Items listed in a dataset
==============================

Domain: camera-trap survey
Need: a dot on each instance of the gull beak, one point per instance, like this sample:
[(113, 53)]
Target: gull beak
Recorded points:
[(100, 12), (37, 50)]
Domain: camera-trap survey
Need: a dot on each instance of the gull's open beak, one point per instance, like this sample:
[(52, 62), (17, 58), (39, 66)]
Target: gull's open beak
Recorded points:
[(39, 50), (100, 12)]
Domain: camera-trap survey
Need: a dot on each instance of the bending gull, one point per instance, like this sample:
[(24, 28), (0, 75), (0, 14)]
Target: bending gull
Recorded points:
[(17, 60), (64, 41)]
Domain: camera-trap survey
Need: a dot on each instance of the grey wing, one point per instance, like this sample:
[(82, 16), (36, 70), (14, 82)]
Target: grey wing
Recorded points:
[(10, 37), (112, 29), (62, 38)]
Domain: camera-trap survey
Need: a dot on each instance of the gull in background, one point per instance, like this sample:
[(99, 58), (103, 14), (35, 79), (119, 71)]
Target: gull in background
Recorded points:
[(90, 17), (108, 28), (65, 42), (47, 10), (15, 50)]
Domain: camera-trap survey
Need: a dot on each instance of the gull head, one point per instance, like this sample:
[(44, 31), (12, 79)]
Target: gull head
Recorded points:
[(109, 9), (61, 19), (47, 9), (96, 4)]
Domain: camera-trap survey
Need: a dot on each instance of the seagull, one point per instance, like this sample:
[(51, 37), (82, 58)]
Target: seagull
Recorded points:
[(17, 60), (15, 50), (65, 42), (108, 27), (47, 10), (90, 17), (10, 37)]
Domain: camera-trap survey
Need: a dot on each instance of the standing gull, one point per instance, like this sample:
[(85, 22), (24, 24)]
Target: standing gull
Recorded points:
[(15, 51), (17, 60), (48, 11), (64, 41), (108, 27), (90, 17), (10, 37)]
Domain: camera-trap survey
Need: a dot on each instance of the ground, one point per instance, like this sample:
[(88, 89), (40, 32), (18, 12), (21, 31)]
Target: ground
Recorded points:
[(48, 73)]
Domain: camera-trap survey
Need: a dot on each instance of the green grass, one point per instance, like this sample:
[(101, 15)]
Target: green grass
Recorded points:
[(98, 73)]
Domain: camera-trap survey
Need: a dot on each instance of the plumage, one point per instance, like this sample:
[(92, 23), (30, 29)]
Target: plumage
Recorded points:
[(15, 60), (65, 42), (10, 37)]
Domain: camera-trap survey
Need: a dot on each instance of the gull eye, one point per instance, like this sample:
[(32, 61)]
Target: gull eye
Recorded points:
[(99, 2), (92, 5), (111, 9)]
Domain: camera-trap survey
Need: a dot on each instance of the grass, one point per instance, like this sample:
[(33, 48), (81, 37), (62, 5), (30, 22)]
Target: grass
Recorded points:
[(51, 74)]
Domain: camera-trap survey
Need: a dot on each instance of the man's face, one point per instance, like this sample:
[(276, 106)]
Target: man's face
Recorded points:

==============================

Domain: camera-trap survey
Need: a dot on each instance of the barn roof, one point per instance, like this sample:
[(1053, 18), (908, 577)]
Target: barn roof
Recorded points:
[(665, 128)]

==============================

_REQUIREMENTS:_ Identify each line in the entries above that contains the string "grass" and copy every one of those lines.

_RESPONSE:_
Need: a dot on each instance of the green grass, one point per instance, like this sample:
Target: green grass
Need: a dot on each instance of the grass, one point per instance, like this sample:
Target: grass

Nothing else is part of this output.